● About this task
Please copy every line from the following entries in which the word "then" appears.

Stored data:
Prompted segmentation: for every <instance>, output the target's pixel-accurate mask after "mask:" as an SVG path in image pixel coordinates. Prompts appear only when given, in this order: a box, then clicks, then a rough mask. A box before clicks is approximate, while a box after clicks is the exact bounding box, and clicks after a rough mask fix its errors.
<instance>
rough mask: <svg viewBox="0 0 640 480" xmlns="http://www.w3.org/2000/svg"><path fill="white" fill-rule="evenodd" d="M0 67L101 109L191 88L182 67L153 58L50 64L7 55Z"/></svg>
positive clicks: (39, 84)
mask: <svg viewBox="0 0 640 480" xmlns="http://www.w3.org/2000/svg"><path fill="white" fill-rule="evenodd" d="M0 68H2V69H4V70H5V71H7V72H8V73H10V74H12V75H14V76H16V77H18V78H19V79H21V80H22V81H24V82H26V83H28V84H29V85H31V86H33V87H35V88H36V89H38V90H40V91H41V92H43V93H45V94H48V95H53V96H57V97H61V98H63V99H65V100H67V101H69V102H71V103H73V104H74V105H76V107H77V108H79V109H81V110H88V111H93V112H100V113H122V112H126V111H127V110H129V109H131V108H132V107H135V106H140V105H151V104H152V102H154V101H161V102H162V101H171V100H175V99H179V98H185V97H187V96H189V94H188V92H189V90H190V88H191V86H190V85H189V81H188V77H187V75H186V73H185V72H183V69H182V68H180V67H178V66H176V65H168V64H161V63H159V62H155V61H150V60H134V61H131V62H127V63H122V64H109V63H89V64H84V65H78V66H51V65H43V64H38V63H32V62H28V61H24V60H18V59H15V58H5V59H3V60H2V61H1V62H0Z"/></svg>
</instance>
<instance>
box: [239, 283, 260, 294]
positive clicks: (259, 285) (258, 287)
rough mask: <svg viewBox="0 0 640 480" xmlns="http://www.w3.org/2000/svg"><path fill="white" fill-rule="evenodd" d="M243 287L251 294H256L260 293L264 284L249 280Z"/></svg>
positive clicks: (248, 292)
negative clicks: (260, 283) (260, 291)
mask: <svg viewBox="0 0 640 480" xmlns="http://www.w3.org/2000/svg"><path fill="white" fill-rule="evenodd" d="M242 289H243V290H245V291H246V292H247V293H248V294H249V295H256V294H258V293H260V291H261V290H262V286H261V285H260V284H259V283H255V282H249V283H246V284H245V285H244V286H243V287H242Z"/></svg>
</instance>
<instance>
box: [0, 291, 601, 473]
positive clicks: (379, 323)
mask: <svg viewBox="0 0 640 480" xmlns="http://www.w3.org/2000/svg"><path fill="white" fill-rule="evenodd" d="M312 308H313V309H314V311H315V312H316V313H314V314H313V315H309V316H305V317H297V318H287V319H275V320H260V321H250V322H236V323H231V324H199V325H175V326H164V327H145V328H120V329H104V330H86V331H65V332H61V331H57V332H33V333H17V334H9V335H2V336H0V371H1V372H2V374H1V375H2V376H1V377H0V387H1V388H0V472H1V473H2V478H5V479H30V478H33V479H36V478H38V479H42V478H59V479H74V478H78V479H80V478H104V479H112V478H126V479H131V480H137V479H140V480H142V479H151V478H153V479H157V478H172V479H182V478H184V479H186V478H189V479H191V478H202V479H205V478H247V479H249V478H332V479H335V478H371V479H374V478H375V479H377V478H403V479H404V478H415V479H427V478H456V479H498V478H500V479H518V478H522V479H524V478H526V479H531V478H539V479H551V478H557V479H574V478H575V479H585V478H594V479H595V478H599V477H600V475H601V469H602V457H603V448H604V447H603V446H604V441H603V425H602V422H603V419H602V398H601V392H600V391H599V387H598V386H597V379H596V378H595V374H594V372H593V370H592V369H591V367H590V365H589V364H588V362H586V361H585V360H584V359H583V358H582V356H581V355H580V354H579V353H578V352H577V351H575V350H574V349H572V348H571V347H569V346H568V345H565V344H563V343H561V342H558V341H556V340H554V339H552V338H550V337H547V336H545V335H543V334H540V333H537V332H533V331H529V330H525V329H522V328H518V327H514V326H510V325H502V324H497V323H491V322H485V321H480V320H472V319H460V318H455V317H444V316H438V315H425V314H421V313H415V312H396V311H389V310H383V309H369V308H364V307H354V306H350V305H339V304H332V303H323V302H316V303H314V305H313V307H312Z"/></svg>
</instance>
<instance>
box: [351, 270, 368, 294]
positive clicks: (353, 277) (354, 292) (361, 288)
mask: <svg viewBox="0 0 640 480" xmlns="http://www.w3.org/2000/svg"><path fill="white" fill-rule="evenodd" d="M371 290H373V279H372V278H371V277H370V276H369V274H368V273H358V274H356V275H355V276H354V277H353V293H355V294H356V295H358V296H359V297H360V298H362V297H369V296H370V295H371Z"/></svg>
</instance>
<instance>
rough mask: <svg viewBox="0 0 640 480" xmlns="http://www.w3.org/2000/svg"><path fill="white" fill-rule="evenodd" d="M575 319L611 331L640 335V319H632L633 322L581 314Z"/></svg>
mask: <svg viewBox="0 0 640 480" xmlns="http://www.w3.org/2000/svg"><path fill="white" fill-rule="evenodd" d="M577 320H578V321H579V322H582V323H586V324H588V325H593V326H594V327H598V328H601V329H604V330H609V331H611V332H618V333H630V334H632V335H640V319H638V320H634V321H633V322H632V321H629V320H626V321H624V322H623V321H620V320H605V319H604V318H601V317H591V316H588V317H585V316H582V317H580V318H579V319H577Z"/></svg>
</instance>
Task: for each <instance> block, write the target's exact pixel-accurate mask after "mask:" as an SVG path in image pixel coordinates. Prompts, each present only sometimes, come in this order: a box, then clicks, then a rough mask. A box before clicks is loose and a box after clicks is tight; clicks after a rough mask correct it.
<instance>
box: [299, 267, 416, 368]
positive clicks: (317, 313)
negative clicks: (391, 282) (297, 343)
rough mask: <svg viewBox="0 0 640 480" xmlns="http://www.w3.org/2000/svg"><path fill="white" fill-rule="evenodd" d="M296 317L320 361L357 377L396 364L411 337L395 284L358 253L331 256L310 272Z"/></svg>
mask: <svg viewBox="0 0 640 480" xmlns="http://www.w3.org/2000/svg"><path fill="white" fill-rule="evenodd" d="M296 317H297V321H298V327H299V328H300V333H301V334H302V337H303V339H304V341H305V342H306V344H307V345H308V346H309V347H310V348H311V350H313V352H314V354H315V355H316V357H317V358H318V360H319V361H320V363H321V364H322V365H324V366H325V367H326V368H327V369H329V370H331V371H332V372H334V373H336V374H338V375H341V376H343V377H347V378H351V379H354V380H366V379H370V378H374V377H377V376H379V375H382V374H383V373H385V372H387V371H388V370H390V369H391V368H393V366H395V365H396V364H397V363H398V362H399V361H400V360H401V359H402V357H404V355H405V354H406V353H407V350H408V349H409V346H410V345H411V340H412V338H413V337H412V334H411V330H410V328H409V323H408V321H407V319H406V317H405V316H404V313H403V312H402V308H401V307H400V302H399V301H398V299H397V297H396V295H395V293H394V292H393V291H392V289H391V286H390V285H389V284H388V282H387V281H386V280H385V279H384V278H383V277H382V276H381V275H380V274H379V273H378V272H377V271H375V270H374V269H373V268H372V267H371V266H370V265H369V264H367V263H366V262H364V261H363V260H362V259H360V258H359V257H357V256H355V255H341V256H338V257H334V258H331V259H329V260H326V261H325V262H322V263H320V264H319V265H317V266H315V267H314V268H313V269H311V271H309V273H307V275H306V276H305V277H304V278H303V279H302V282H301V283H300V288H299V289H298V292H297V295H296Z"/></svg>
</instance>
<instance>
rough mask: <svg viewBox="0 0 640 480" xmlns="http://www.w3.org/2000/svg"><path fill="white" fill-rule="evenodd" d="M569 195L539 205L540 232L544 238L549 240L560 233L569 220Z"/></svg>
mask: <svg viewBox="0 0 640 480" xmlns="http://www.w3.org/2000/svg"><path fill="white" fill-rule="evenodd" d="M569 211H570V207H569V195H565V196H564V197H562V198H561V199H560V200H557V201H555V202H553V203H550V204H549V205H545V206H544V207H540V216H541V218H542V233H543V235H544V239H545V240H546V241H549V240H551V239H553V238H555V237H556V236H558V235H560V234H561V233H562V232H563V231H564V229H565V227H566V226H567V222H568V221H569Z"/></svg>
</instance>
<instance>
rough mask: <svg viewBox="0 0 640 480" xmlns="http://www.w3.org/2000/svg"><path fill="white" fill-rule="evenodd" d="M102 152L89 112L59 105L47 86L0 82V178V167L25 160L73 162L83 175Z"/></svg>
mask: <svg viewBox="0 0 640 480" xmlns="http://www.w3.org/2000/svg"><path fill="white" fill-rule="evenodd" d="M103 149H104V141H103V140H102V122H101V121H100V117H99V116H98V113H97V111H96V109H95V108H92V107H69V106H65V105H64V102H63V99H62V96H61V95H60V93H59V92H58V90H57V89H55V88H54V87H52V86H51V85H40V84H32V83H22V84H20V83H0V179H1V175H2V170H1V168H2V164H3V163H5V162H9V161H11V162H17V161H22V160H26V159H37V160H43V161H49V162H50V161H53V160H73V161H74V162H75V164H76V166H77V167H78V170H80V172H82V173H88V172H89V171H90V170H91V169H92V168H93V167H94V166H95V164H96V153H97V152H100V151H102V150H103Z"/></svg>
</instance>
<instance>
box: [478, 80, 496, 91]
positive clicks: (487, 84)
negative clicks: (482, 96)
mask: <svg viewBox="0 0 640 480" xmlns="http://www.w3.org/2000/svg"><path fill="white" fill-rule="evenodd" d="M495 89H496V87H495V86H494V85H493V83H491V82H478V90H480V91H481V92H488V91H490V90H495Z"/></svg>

● Exercise response
Prompted segmentation: for every <instance>, output the target's pixel-accurate mask after "mask:" as an SVG path in image pixel coordinates. Prompts appear only when given, in this order: a box, then clicks, then a rough mask. A box before clicks is approximate, while a box after clicks is the exact bounding box, and clicks after a rough mask fix its errors.
Task: for each <instance> block, write the target's exact pixel-accurate mask after "mask:" as an SVG path in image pixel coordinates. Prompts, each present only sometimes, come in this order: a box, then clicks, then a rough mask. A box before clicks is loose and a box after clicks is tight; clicks after a rough mask correct it.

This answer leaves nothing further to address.